**Direction 1**
Reproduce the whole passage on realism and digital cinema below, word for word.

**Text provided**

⟨

Realism is understood as a defining element of world cinema of all times, a tendency, however that is becoming increasingly infused with fantasy and magic in current filmmaking, bringing into question terms such as ‘evidence’, ‘authenticity’ and spectatorial presence.
- L. Nagib, C. Mello
The Versatile Digital Vessel: Aesthetic Representing and Represented
Realism and Constructivism in the presentation of films
For film theorists and critics, from André Bazin to Siegfried Kracauer, the concept of idexicality of how cinematic technique can enhance reality has emerged theories that position realism as the essence of cinema. The unique opportunity available to film is the proper disclosure of reality using raw materials. Thus, the cinema is the discovery whetting the appetites for the aesthetic qualities that “are to be sought in its power to lay bare the realities” (Bazin, 8). However, these aesthetic qualities can be complicated by the fact that cinema is taken up in the pursuit of constructivism – dream, fantasy, illusion – particularly when films have transitioned into the digital age. A mutual anxiety over the relationship between real-world referent and hypermediated representation lies at the postmodern notion of the simulacrum and the ontological nature of digital media (Sperb, 16). Hence, spectators of digital cinema can be placed under an illusion, especially when the aesthetic artifacts bear an indirect reference to the representation of reality, possibly resulting in spectatorial estrangement. We then begin to ask: what does the pronouncement of realism mean in digital cinema? Can we lay our responsibility for the resurrection of reality with the use of digital media? Has cinema abandoned its earliest predilections, including aesthetics and narrative, whilst turning to digital audiovisual production or postproduction that seems to represent a break with the real? Is the digital technology – in its self-claimed process of capturing reality – breaking with the old photographic origin? How does the use of digital media vary in the establishment for different styles of aesthetic? These are easy questions to ask but difficult to answer.

⟩

**Direction 2**
From the entries that follow, pick out every line containing the word "safety" and copy each one in full. Case counts.

**Records for this exercise**
⟨

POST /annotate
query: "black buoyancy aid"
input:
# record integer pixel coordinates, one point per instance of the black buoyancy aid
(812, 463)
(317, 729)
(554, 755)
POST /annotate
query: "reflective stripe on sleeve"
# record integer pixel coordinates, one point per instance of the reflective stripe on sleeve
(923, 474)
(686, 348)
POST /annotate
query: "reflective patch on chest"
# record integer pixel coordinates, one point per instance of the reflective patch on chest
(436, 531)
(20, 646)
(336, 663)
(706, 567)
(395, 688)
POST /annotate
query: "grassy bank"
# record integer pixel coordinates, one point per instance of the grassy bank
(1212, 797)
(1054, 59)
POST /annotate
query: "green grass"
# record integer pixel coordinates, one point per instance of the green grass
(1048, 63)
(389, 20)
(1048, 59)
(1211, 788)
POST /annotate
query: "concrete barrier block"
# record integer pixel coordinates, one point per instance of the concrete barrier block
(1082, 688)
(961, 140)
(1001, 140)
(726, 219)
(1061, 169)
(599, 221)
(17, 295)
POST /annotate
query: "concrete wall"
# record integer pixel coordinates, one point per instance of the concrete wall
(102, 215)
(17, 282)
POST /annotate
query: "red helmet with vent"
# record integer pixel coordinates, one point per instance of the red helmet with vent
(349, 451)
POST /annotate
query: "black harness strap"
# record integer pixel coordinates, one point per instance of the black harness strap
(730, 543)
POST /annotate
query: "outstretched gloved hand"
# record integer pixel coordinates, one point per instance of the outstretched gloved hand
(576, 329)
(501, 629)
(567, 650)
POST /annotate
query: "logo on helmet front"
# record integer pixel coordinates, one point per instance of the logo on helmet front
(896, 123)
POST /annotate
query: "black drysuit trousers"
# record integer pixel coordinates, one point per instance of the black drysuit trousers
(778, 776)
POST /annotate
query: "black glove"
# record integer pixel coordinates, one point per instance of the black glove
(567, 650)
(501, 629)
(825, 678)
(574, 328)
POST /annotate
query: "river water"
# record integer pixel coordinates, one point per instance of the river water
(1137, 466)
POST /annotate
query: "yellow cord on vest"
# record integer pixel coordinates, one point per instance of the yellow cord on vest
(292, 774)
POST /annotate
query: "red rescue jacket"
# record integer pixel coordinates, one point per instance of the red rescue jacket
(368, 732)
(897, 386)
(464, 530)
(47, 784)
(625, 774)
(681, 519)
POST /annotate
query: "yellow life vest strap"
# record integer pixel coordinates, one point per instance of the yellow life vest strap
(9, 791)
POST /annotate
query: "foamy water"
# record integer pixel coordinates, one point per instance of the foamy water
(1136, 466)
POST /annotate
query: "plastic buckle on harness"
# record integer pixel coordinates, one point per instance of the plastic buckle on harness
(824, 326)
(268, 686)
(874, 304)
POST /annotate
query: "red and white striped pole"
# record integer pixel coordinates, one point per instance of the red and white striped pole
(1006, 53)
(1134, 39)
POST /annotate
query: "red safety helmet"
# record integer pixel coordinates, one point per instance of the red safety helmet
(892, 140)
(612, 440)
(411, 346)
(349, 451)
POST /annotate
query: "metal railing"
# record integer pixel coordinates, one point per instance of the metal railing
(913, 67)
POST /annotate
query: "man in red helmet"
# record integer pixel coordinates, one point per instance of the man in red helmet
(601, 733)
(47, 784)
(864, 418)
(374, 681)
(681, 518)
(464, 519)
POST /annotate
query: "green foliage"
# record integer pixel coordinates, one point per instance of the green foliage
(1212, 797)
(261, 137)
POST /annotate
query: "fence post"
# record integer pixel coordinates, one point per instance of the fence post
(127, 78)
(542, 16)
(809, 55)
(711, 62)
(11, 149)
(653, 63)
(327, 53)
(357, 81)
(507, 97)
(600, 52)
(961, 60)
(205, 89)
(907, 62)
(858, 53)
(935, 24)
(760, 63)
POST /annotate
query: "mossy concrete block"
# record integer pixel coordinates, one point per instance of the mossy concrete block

⟩

**Exercise answer 1**
Realism is understood as a defining element of world cinema of all times, a tendency, however that is becoming increasingly infused with fantasy and magic in current filmmaking, bringing into question terms such as ‘evidence’, ‘authenticity’ and spectatorial presence.
- L. Nagib, C. Mello
The Versatile Digital Vessel: Aesthetic Representing and Represented
Realism and Constructivism in the presentation of films
For film theorists and critics, from André Bazin to Siegfried Kracauer, the concept of idexicality of how cinematic technique can enhance reality has emerged theories that position realism as the essence of cinema. The unique opportunity available to film is the proper disclosure of reality using raw materials. Thus, the cinema is the discovery whetting the appetites for the aesthetic qualities that “are to be sought in its power to lay bare the realities” (Bazin, 8). However, these aesthetic qualities can be complicated by the fact that cinema is taken up in the pursuit of constructivism – dream, fantasy, illusion – particularly when films have transitioned into the digital age. A mutual anxiety over the relationship between real-world referent and hypermediated representation lies at the postmodern notion of the simulacrum and the ontological nature of digital media (Sperb, 16). Hence, spectators of digital cinema can be placed under an illusion, especially when the aesthetic artifacts bear an indirect reference to the representation of reality, possibly resulting in spectatorial estrangement. We then begin to ask: what does the pronouncement of realism mean in digital cinema? Can we lay our responsibility for the resurrection of reality with the use of digital media? Has cinema abandoned its earliest predilections, including aesthetics and narrative, whilst turning to digital audiovisual production or postproduction that seems to represent a break with the real? Is the digital technology – in its self-claimed process of capturing reality – breaking with the old photographic origin? How does the use of digital media vary in the establishment for different styles of aesthetic? These are easy questions to ask but difficult to answer.

**Exercise answer 2**
query: "red safety helmet"
# record integer pixel coordinates, one point per instance of the red safety helmet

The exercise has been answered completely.